▶ [Aim] Include in the output the line containing "compact form (333,312)." and each subsequent line of the records, through the end, transcribed exactly. Add nothing else.

▶ [The input]
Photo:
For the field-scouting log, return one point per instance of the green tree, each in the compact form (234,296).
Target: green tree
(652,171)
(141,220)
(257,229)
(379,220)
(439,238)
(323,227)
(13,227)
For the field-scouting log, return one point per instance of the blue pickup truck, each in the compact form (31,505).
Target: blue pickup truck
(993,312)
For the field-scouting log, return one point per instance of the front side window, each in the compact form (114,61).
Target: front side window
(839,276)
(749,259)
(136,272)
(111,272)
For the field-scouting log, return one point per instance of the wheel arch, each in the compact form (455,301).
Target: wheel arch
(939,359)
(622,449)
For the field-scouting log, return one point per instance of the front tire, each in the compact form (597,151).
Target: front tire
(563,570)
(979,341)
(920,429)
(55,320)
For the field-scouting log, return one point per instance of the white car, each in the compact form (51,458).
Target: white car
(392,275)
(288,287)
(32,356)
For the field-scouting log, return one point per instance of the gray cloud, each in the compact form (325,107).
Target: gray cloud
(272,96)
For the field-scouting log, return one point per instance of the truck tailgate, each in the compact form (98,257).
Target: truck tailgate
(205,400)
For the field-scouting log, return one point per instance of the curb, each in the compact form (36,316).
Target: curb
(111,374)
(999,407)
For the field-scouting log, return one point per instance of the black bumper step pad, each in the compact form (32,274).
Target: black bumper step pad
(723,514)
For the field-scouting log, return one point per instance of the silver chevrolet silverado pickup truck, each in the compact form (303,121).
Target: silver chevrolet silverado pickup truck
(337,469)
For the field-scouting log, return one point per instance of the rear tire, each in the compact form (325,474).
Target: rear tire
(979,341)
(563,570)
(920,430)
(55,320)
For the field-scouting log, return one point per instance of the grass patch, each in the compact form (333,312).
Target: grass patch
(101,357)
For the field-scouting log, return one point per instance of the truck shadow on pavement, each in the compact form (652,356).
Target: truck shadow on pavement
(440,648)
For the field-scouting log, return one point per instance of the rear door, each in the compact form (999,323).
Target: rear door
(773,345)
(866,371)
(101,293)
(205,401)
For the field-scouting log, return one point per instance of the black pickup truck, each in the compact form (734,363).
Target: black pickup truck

▶ [Right answer]
For the field-scouting log, return one point per instance of the grass patch, each in the compact form (333,312).
Target: grass patch
(101,357)
For the field-scouting log, return one point per instance of the truck shadow on pavement, each in the compact form (652,356).
Target: truck shadow on pavement
(440,648)
For the field-scouting log, return one point per instance of the rear door, each in the compact form (999,323).
Target: rear door
(773,345)
(866,371)
(101,293)
(205,401)
For the field-scouting log, return one point per instance of the black pickup truck, each in the compact form (734,363).
Target: black pickup truck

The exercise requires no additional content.